EXCERPT PROVIDED.
++++++

As shown in FIG. 2, the lower end of the support tube 15 provides a transition that transfers the support of the well string from the support tube 15 to a cylindrical outer side wall portion 33 concentric with, and spaced radially outward from the cylindrical interior portion 34. The exterior diameter of the outer side wall 33 is smaller than the interior diameter of the well casing 13 to form an annulus between them. The support tube interior portion 34 is provided with a bore 35 at its lower end which is smaller in diameter than the central bore 36. The injection tube 14 has a bare portion 37 which extends downwardly through the bore 35 to terminate in the heater array. The transition between the electrical cable and heater regions and the support tube and injection tube regions occurs within the lower cylindrical portion of the support tube 15. The cylindrical outer wall 33 of the support tube 15 below the heater region is reduced in diameter and provided with a connection 20 which allows the attachment of conventional packers and expansion joints 21 that will direct the steam to the reservoir face (FIG. 1).

As shown in FIG. 3, the electrical cables 11 comprise eighteen power cables P and three neutral cables N disposed circumferentially about the periphery of the support tube 15. The cables 11 are divided into three sectors with each sector being supplied with a separate phase of three-phase electricity The power cables which carry phase 1 current are designated as P1, phase 2 as P2, and phase 3 as P3. The cables 11 can support their own weight and clamps 17 are spaced intermittently along the support tube length to provide a well bore annulus. The ends of the clamps 17 are held together by a piano type hinge and pin arrangement 39 which surrounds the cables allowing the outside diameter to be free of any projections. The cables 11 are armored to prevent any abrasion of the cable insulation by the clamps.

As shown in FIG. 2, a segmented flange 40 extends radially outward from the support tube 15 a distance above the top of the enlarged cylindrical side wall 33 portion. Three neutral cables N are brazed to the flange 40 and the cable circle is increased in the transition region below the flange allowing cable seals 41 to be installed on the top wall 42 of the cylindrical lower portion of the support tube 15. FIG. 4 shows the cable arrangement in this region.

A cylindrical flange 38 extends radially between the interior portion 34 and the cylindrical outer side wall of the support and has circumferentially spaced apertures which receive the down leg of the heating elements 30 to locate the heating elements in their radial positions.

The heating elements 30 are divided into three groups with each group being supplied with a separate phase of three-phase electricity by the power cables (FIGS. 3 and 4). The heating elements 30 are formed in "U" shape so that each heater provides two passes through the boiling region. The return (up) leg of each heating element is grounded to each other by brazing each one to the bottom of the the support tube structure to form the grounded neutral. This arrangement minimizes the number of heaters, as well as permitting the heaters to be grounded (neutral) to the support tube structure. Any neutral current flow travels only a short distance through a jointless section of the structural assembly.

++++++

STATED PROBLEM.
Please reproduce word for word the passage of the well heater description above, starting at "The heating elements 30 are divided" and ending at "the structural assembly.".

++++++

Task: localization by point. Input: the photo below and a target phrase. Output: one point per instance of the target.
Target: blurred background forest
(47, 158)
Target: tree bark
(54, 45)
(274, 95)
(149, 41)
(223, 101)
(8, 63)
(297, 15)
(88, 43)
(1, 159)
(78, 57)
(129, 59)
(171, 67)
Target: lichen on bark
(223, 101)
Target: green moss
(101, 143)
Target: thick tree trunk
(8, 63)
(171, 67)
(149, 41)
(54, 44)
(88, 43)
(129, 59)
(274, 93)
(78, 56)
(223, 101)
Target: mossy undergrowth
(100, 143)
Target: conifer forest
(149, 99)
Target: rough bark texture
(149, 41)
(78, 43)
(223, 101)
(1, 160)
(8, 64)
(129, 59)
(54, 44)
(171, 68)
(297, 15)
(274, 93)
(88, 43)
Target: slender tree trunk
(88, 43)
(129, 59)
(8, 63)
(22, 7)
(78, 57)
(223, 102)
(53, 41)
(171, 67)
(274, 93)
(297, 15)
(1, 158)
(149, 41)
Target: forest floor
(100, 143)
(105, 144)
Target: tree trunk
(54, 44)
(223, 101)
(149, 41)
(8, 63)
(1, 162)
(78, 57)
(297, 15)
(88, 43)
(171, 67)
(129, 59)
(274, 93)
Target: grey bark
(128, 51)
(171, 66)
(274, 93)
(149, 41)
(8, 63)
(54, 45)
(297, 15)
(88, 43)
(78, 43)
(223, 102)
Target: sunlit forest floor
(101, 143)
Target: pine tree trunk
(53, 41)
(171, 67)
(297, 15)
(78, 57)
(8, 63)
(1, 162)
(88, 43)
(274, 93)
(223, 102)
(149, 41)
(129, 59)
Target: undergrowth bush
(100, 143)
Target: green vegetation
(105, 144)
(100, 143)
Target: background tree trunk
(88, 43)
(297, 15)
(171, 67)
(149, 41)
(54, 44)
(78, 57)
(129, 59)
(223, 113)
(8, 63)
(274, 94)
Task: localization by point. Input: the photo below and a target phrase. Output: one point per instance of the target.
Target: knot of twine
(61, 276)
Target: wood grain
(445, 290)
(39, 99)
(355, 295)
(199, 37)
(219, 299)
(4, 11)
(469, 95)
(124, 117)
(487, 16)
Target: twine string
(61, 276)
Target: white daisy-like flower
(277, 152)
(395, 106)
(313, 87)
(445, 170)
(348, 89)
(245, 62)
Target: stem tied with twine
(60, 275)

++++++

REPLY TO THE TASK.
The heating elements 30 are divided into three groups with each group being supplied with a separate phase of three-phase electricity by the power cables (FIGS. 3 and 4). The heating elements 30 are formed in "U" shape so that each heater provides two passes through the boiling region. The return (up) leg of each heating element is grounded to each other by brazing each one to the bottom of the the support tube structure to form the grounded neutral. This arrangement minimizes the number of heaters, as well as permitting the heaters to be grounded (neutral) to the support tube structure. Any neutral current flow travels only a short distance through a jointless section of the structural assembly.